→ **REQUEST**
Below are records to be output exactly, every one of them.

→ **Location identification items**
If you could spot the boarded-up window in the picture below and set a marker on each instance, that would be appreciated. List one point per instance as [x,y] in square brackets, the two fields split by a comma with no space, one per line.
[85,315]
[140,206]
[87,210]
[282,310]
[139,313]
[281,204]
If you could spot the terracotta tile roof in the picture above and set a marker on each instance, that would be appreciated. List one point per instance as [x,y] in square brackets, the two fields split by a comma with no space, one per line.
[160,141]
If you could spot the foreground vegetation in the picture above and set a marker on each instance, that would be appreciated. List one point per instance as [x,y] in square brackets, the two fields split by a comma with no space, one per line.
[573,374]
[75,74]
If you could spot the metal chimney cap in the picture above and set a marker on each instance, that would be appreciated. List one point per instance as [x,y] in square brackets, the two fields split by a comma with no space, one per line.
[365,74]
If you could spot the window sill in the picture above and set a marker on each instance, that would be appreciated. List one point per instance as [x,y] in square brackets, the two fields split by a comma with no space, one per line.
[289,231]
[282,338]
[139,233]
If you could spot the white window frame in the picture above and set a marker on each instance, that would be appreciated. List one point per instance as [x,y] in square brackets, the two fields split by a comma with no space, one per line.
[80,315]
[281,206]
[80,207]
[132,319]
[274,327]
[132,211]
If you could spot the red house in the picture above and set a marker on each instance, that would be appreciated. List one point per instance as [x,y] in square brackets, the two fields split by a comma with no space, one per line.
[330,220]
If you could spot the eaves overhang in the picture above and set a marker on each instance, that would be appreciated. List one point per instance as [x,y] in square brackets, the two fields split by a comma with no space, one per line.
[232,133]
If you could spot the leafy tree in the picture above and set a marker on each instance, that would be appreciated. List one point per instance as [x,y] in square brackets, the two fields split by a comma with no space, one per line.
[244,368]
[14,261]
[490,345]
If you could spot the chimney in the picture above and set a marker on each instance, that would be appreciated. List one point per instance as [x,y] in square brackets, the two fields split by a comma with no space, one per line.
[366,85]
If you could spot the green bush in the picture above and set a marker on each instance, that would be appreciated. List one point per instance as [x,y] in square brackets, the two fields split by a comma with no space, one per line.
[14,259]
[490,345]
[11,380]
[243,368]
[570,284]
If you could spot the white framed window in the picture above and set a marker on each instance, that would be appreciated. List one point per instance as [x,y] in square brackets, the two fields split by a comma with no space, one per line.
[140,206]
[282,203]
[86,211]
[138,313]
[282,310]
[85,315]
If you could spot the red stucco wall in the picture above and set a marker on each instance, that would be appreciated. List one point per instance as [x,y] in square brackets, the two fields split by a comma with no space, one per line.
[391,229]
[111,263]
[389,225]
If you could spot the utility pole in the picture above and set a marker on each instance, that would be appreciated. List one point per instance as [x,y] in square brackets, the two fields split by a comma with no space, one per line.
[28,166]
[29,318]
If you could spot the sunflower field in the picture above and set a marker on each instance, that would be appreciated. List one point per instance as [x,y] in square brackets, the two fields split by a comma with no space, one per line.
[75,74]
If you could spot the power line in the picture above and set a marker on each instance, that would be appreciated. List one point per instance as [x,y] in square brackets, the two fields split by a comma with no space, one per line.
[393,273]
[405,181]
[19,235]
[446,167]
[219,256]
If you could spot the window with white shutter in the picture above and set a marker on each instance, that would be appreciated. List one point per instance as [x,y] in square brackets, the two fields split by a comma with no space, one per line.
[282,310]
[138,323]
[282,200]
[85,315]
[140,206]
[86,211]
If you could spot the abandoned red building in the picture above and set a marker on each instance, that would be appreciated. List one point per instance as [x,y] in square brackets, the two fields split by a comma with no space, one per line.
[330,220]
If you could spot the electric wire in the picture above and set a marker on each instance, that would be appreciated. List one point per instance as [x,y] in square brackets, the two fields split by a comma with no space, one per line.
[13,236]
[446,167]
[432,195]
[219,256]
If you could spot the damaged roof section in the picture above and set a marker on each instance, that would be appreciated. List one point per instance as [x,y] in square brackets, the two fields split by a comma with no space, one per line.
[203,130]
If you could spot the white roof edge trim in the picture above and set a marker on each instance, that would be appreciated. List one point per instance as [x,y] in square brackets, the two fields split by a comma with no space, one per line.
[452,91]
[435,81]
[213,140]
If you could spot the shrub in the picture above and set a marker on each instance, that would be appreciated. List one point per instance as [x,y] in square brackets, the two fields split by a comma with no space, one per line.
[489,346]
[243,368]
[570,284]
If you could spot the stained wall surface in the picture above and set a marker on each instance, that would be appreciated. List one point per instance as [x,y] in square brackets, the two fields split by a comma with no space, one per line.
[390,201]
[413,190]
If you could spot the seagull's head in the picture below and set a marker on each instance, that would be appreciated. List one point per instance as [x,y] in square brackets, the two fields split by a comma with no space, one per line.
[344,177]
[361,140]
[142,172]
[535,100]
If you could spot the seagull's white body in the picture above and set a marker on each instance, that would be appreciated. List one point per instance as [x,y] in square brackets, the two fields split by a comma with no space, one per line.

→ **FINISHED TASK**
If you could spot the boarded-up window in the picture below and set a marker on each instance, that would be appreciated. List one point per instance as [x,y] in square brackets, the two fields split by a comma with no space, one per line.
[85,315]
[140,206]
[87,210]
[282,310]
[139,313]
[281,204]
If you could spot the terracotta tile roof in the picture above and set a marker on each instance, that would be appreciated. List one point per instance as [x,y] in square brackets, the two fields split by a comma with no space, one per line.
[160,141]
If you could spot the foreground vegetation in the picture above and set a marker on each instance, that would be appreciated. List one point per instance as [x,y] in square brackets, the two fields split by a comma with no space, one per line.
[573,374]
[75,74]
If you could spot the metal chimney cap in the picture above and set a marker on each instance, that would be appreciated. List one point per instance as [x,y] in square brackets, the two fields split by a comma with no space, one per line.
[365,74]
If you could spot the window sill in the picture above and set a marker on each instance, that would be appreciated. List one point per instance as [x,y] in square brackets, the two fields split by a comma with no space, one per line.
[289,231]
[282,338]
[139,233]
If you could spot the white window frame in the picture above and set a marker on each instance, that would be appreciated. List one point per instance as [x,y] in square brackets, the two fields split by a comma with no space, one per line.
[80,315]
[281,206]
[80,207]
[132,319]
[274,327]
[132,211]
If you could spot the red house in the picture above and set a marker on each instance, that would be appreciated. List one point per instance as [x,y] in square brackets, the two fields split by a comma with no space, one per line.
[330,220]
If you could spot the eaves overhang in the picture above and set a marker on each instance, that would be appreciated. List one point per instance as [x,y] in square brackets, the two fields split by a comma with no space, one per line.
[232,133]
If you could spot the leafy tree in the picture above and set a marker on each instance, that would be appreciated. List one point per instance as [x,y] in square brackets, the two fields split by a comma with no space, one per line.
[244,368]
[14,261]
[490,345]
If you could spot the chimney in the picture above and set a marker on each instance, that would be appreciated. List one point per instance as [x,y] in square brackets, the two fields split by a comma with no space, one per line.
[366,85]
If you could spot the green bush in the picture above and set a marker on each instance, that would be appreciated. List one point per instance as [x,y] in square brackets, the two fields split by a comma with no space, one per line.
[14,259]
[490,345]
[11,380]
[243,368]
[570,284]
If you could spot the white framed window in the picture above and set a marker on each instance, that would be appreciated. List one point per instance as [x,y] in square brackets, the two fields split by a comma with no space, one per line.
[140,206]
[282,203]
[86,211]
[138,313]
[282,310]
[85,315]
If you could spot the red stucco wall in the picture above and set a marker on each instance, that would be appreciated. List one point per instance as [x,y] in square brackets, the two fields split by a comma with no space, one per line.
[391,229]
[111,263]
[389,225]
If you could spot the utility pole in the picture above and set a marker on each instance, that would be appreciated. List one point per instance as [x,y] in square brackets, the two fields split by a comma with no space, one per line.
[28,166]
[29,318]
If you could spot the sunflower field in the picture above and set a marker on each instance, that would be appreciated. List one point per instance as [x,y] in square brackets, the two fields split by a comma with no space, one per line.
[75,74]
If you could spot the power line in the picture above and set a marker on each instance, that would be appreciated. List one point per instance as [x,y] in square brackets, the two fields split by a comma with no space, one per line.
[393,273]
[405,181]
[19,235]
[446,167]
[219,256]
If you could spot the window with white shutter in the picture above and set a marker on each instance, that would be appreciated. List one point per instance as [x,y] in square brackets, the two fields split by a comma with no space, one per line.
[282,310]
[138,323]
[282,200]
[85,315]
[140,206]
[86,211]
If you could spot the abandoned red building in the picture above and set a marker on each instance, that would be appreciated. List one point per instance as [x,y] in square brackets, the two fields split by a comma with no space, one per line.
[330,220]
If you could spot the electric wire in the picture above and set a marker on each instance, that would be appreciated. List one point per instance as [x,y] in square brackets, the two fields split by a comma with no space, one per line.
[13,236]
[446,167]
[432,195]
[219,256]
If you could spot the damaged roof section in the picture above and set a marker on each instance, that would be appreciated. List one point per instance as [x,y] in square brackets, the two fields split by a comma with no space, one per line.
[203,130]
If you could spot the white roof edge trim in the picture above and set a marker on each instance, that would be appreciated. List one point per instance as [x,y] in square brackets, the two fields split by a comma with no space, one per line.
[452,91]
[435,81]
[213,140]
If you could spot the shrub in the picture above and set a marker on each instance, that would be appreciated. List one point per instance as [x,y] in square brackets, the two fields split by a comma with no space, one per line.
[489,346]
[243,368]
[570,284]
If you could spot the stained wall surface in the picture above and set a marker on each instance, that would be appreciated. List one point per instance as [x,y] in square brackets, the two fields split by a comma with no space, one per line.
[390,201]
[413,190]
If you could spot the seagull's head in the picture below and set a marker on each instance, that would be appreciated. List one point per instance as [x,y] in square brackets, the two fields split by a comma with no space, one per line.
[344,177]
[361,140]
[142,172]
[535,100]
If you could spot the seagull's white body in the picture above and set a marker on each instance, that would be appreciated. List one point per instance as [x,y] in square brackets, the two fields split by a comma with no space, one per line.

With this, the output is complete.